PROVIDED PASSAGE:
Then there was the writing and the art. For those eight years with my late wife going in and out of remission, dealing with countless chemotherapy sessions and surgeries to boot, I’d sit my ass down and write my way through the stress. Or paint. The blogs I wrote to all the people supporting us through a caregiving website became the book I wrote about that journey. I titled it The Right Kind of Pride, pointing to vulnerability as the best kind of honesty and virtue.

As things wound down in 2012 and my wife struggled with seizures caused by cancer that had moved to her brain, she kept on teaching at the preschool where she worked. That was her salvation. Keep on keeping on. Yet after brain surgery and intense radiation treatments in early 2013, she needed steroids to cope with the bodily inflammation. Hyped up on powerful drugs, her personality went off the register and she lost functional capabilities and judgment. The preschool teaching had to end.

Yet before that period when her own health and mental state were fragile, she’d taken a cool look at my version of reality and shared that she’d seen enough in that presentation on ADD to know that I was definitely on that spectrum. All those years of lost keys and forgotten appointments, unfinished projects or commitments not quite fulfilled had taught her that I was possessed of a type of mental illness that didn’t just “go away” on its own.

I needed help. Yet for all her prescience, it would still take a few years to act on her wisdom.

Sometimes help comes in tangents, not in straight lines. During a therapy session with a counselor from Living Well Cancer Resource Center, the psychologist noted that I’d done well for years working with my demanding father despite age-old differences and emotional conflicts. “You seem good at forgiving others,” she observed. “How are you at forgiving yourself?”

That was an eye-opening observation. From that point on I was less harsh on myself for emotional failings and/or taking blame for familial disagreements. I’d stayed strong for my dad and my wife all those years despite many career and financial challenges along the way. I’d stayed the course. Forgiven what was needed to move on. We all do our best. That hasn’t resolved all the issues of course. Life is always a work in progress.

The big issue left to resolve was how to work with how my brain actually works. After all, I’d managed to produce plenty in life. Solo art shows. Written books and published limited edition prints. Placed articles in national magazines. That shit wasn’t all bad!

Dataset entries:
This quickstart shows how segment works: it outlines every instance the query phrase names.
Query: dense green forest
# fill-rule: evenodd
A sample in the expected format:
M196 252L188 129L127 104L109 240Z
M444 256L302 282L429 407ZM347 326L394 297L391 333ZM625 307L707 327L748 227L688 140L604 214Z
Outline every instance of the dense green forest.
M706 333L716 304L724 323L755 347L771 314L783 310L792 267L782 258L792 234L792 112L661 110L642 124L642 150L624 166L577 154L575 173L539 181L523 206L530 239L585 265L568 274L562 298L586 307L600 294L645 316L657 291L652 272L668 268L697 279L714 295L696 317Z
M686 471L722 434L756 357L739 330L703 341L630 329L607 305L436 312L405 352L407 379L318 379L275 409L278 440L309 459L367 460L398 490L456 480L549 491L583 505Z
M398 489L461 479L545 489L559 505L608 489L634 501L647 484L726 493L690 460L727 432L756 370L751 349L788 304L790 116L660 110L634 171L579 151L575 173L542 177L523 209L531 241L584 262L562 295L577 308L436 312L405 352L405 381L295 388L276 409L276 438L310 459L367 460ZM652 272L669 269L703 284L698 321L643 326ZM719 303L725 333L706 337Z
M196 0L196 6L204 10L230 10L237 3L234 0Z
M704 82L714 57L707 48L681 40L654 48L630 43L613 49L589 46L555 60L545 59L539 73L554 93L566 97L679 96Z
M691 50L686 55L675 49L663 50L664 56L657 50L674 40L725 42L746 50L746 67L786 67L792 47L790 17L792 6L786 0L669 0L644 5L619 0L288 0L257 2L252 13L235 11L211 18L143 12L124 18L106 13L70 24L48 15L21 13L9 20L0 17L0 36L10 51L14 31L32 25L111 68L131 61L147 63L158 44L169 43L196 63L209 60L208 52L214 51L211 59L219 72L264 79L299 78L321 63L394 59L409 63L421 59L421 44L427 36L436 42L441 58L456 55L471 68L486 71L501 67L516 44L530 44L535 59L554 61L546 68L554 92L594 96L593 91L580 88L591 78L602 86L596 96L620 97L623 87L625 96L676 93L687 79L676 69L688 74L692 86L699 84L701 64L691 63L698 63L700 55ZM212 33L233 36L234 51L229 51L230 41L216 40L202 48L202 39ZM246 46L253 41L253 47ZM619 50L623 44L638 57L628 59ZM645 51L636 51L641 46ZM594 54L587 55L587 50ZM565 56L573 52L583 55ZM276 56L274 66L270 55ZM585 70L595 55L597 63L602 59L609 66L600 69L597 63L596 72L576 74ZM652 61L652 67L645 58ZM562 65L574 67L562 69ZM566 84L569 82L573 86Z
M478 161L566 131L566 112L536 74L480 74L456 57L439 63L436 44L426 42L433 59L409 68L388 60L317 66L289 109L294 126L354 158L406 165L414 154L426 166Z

ACTION ITEM A:
In the essay on caregiving and ADD, reproduce word for word everything from "Then there was" down to "honesty and virtue.".
ACTION ITEM B:
After "I'd managed to produce plenty in life," what accomplishments does the essay on caregiving and ADD list?

TASK RESULT A:
Then there was the writing and the art. For those eight years with my late wife going in and out of remission, dealing with countless chemotherapy sessions and surgeries to boot, I’d sit my ass down and write my way through the stress. Or paint. The blogs I wrote to all the people supporting us through a caregiving website became the book I wrote about that journey. I titled it The Right Kind of Pride, pointing to vulnerability as the best kind of honesty and virtue.

TASK RESULT B:
- Solo art shows
- Written books
- Published limited edition prints
- Placed articles in national magazines